→ WHAT YOU SHOULD DO:
Look through the material and copy each line holding "point".

→ INPUT MATERIAL:

= = = = =

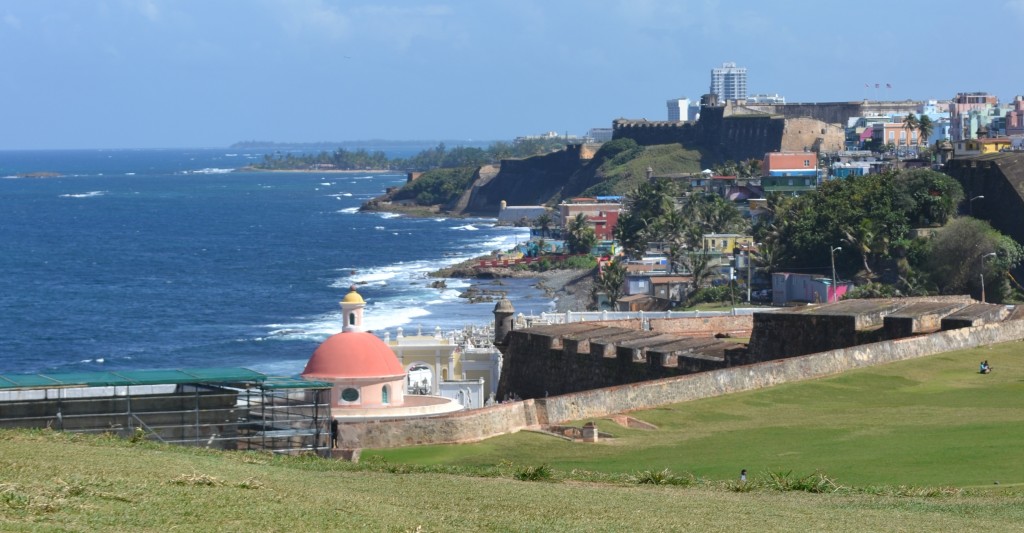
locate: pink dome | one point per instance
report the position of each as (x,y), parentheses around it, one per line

= = = = =

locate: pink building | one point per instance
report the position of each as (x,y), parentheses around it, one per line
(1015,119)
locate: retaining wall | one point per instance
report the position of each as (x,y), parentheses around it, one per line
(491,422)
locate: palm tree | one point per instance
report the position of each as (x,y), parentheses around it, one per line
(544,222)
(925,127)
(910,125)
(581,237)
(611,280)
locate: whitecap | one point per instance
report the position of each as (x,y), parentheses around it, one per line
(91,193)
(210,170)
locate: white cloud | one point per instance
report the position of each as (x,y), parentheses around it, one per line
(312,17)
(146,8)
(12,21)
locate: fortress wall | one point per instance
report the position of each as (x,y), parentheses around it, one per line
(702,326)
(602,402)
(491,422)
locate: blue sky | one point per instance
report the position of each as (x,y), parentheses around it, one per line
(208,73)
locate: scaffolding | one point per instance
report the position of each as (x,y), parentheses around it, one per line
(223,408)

= = = = =

→ OUTPUT BELOW:
locate: pink dome | one point per instance
locate: pink building | one point per instance
locate: retaining wall | one point per instance
locate: palm tree | one point per instance
locate: whitecap | one point per instance
locate: white cloud | one point per instance
locate: fortress wall | one point per instance
locate: blue sky | one point per instance
locate: scaffolding | one point per instance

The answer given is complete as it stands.